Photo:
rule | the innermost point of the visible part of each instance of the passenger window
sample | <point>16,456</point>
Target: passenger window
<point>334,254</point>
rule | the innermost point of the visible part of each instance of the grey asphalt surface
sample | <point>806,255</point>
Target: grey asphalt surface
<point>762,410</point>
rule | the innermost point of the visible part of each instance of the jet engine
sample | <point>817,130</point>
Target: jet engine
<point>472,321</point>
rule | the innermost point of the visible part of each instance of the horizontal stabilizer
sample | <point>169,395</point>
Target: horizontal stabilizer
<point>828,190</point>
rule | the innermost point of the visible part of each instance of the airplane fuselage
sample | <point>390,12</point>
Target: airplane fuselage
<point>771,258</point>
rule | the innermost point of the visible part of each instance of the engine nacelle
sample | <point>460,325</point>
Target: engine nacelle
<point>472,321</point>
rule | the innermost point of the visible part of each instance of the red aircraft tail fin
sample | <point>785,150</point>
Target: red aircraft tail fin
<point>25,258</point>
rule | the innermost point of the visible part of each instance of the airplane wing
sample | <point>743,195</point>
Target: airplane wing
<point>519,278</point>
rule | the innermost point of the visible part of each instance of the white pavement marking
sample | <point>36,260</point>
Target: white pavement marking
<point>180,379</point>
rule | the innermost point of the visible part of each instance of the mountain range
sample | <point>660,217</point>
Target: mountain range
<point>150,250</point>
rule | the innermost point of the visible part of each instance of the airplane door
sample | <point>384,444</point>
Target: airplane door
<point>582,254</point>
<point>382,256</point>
────────────────────
▶ **ACTIVITY**: All lines from the one with "sample | <point>460,325</point>" through the end of the records need to be copied exactly, and no other lines.

▶ **ANSWER SECTION**:
sample | <point>460,325</point>
Target: engine nacelle
<point>472,321</point>
rule | the innermost point of the visible part of each instance of the red aircraft tail fin
sample | <point>785,150</point>
Target: red aircraft tail fin
<point>25,258</point>
rule | the innermost point of the visible part of each instance of the airplane wing
sample | <point>743,195</point>
Target: airplane wing
<point>519,278</point>
rule | the innermost point of the visible part of each instance of the white pavement marking
sample | <point>36,260</point>
Target: white pavement marking
<point>180,379</point>
rule | the innermost point of the visible part of each instance of the mountain range
sample | <point>660,217</point>
Target: mountain range
<point>150,250</point>
rule | the innermost point of the visible part of each instance of the airplane door
sample | <point>384,444</point>
Target: airplane door
<point>582,254</point>
<point>382,256</point>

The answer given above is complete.